● Set exercise A
Please write out the rows again without changes, from the line containing "Guideline: mark the t-shirt" through the end of the rows, with both ends included.
### Page ###
Tuesday, October 02, 2007

musings on a dark, rainy fall morning

Back to the task. Kimmie returns to work today. The mornings are dark a long time now after 5:30, when our alarm goes off. I hear the distant jingling of our front-door chimes buffeted in the predawn autumn wind.

My project, my story, is morphing out from under me. As I learn more, throw open more doors to the vaults of the deep past, my world enlarges and changes the journey of my heroes. Not fundamentally--I'm in far too deep to make a radical story-change now. But it's more like discovering things that were already here: connections, meanings, possibilities. I feel I have the opportunity to replace certain arbitrary elements, which I'm never very happy about, with elements that reflect the growing meaning of my story. In this way a controlling idea very gradually emerges, like a shipwreck being floated gingerly from the bottom of the ocean.

My reading about the cults of the Roman Empire--the exotic religions brought into it by its foreign traders and captives--is throwing tremendous new light on the way I see that world. I sometimes wonder (and worry) about the fact that I'm coming across this information so late in my journey, but in general I trust the timing of the arrival of information. This trust seems to be borne out time and again by the coincidental arrival of complementary information from different sources. I read about the Egyptian religion of Isis, which became widespread in the Roman world, in a book devoted to her cult, only to open a chapter of Toynbee's A Study of History to find him discussing Isis and Osiris (he conjectures that this brother-sister, husband-wife, mother-son duo represents a transformation of the more ancient cult of Ishtar and Tammuz in Sumer). These simultaneous linkages between widely different sources happen a lot for me, and tend to confirm the path I'm on, and the way I'm traveling it. It's like just-in-time delivery of manufacturing parts, except the parts here are ideas or pieces of knowledge.

If my "building blocks" are arriving just in time, that must mean I'm assembling things at the right pace--painfully slow though that seems to me. (I find it embarrassing to be asked about the progress of my work, since its progress is almost imperceptible, even to me. Pluto seems to orbit the Sun faster.)
###
● Set exercise B
Answer these questions about the post:
(i) At what time does the alarm go off?
(ii) In which book does a chapter discuss Isis and Osiris?
(iii) What does the writer say seems to orbit the Sun faster than the work progresses?
### Stored records ###
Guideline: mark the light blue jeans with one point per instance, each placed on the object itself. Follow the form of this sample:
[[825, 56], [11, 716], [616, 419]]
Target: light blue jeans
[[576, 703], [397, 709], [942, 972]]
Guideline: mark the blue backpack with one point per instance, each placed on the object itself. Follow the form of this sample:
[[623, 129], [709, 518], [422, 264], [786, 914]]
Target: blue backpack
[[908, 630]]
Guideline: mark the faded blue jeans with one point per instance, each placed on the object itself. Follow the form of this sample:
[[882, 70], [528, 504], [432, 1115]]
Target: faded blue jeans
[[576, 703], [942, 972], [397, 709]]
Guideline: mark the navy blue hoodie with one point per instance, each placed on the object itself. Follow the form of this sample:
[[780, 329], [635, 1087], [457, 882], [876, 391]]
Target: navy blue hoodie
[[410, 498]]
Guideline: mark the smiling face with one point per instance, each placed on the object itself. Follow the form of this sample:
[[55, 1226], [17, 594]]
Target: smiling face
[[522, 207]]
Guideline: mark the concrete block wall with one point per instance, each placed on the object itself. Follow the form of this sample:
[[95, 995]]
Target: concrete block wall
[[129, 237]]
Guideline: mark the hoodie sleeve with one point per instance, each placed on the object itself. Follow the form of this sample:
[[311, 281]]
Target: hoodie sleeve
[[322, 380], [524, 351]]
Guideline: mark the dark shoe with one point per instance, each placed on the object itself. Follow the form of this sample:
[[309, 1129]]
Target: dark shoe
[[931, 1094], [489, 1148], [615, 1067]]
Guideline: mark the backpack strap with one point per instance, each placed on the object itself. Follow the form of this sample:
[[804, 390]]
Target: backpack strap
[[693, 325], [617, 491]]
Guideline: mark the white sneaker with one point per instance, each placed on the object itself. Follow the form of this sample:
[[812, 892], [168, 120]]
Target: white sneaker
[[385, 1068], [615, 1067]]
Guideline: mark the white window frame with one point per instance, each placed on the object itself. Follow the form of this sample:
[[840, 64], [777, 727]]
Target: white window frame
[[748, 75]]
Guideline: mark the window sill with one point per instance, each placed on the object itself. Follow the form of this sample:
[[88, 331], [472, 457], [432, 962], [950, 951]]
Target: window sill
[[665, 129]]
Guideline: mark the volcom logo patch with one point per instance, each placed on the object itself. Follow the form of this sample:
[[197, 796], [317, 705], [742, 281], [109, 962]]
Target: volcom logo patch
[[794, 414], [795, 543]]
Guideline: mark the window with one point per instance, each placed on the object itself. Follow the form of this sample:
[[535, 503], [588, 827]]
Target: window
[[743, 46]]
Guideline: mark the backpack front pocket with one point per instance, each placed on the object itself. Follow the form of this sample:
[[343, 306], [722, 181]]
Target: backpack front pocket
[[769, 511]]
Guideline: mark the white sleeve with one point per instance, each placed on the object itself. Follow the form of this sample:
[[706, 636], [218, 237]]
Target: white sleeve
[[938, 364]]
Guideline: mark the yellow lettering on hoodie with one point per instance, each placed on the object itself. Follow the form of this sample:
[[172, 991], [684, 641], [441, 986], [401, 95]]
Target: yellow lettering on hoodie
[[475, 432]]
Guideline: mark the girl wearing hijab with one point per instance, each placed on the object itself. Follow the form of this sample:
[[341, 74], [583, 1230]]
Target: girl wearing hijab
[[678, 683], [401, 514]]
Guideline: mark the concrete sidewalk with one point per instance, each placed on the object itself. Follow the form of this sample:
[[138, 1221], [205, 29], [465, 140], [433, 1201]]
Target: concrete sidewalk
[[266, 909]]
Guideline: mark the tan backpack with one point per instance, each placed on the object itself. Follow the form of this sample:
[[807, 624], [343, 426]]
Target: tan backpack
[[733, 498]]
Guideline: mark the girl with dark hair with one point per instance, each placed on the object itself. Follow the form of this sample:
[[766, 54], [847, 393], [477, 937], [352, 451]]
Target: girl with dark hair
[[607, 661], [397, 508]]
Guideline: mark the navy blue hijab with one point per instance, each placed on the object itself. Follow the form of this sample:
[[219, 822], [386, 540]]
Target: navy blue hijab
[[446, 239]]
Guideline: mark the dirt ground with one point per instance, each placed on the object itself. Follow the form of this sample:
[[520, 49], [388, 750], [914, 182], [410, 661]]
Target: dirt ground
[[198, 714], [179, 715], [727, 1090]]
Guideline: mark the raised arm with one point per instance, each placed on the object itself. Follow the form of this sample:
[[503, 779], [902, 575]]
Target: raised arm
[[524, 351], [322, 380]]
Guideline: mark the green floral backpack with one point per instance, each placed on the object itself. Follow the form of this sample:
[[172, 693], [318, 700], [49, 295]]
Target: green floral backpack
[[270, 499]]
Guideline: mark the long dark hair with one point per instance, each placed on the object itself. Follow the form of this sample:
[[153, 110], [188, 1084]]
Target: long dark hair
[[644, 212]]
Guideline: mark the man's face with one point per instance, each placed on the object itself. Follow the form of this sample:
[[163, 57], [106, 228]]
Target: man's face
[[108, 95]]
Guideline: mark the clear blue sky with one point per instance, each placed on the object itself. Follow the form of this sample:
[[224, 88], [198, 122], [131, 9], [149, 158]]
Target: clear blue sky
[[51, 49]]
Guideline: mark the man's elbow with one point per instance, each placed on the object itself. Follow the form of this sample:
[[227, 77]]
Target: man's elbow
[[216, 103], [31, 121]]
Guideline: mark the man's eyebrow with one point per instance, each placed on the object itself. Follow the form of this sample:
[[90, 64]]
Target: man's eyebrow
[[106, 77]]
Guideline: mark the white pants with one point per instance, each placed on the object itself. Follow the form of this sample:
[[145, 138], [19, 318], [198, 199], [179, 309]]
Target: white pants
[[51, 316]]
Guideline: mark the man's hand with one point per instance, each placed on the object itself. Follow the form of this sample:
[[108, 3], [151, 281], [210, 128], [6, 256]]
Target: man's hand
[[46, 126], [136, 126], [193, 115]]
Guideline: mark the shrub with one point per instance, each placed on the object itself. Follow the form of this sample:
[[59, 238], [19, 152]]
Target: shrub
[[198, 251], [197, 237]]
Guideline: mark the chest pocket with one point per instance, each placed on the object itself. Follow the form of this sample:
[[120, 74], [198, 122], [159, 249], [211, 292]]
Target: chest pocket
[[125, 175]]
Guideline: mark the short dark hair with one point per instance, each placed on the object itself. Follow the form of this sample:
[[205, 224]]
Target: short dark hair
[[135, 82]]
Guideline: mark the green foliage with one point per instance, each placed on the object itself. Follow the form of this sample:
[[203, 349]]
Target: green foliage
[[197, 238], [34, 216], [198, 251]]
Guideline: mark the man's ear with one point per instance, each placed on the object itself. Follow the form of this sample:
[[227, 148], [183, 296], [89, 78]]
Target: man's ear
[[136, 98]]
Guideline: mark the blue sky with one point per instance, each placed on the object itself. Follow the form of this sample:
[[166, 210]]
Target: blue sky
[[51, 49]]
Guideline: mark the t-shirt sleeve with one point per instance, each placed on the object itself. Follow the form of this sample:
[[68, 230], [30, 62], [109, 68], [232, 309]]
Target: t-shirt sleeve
###
● Worked solution A
Guideline: mark the t-shirt sleeve with one point per instance, each placed on the object itself. Follow the form of this sample:
[[68, 230], [30, 62], [109, 68], [232, 309]]
Target: t-shirt sleeve

● Worked solution B
(i) 5:30
(ii) Toynbee's A Study of History
(iii) Pluto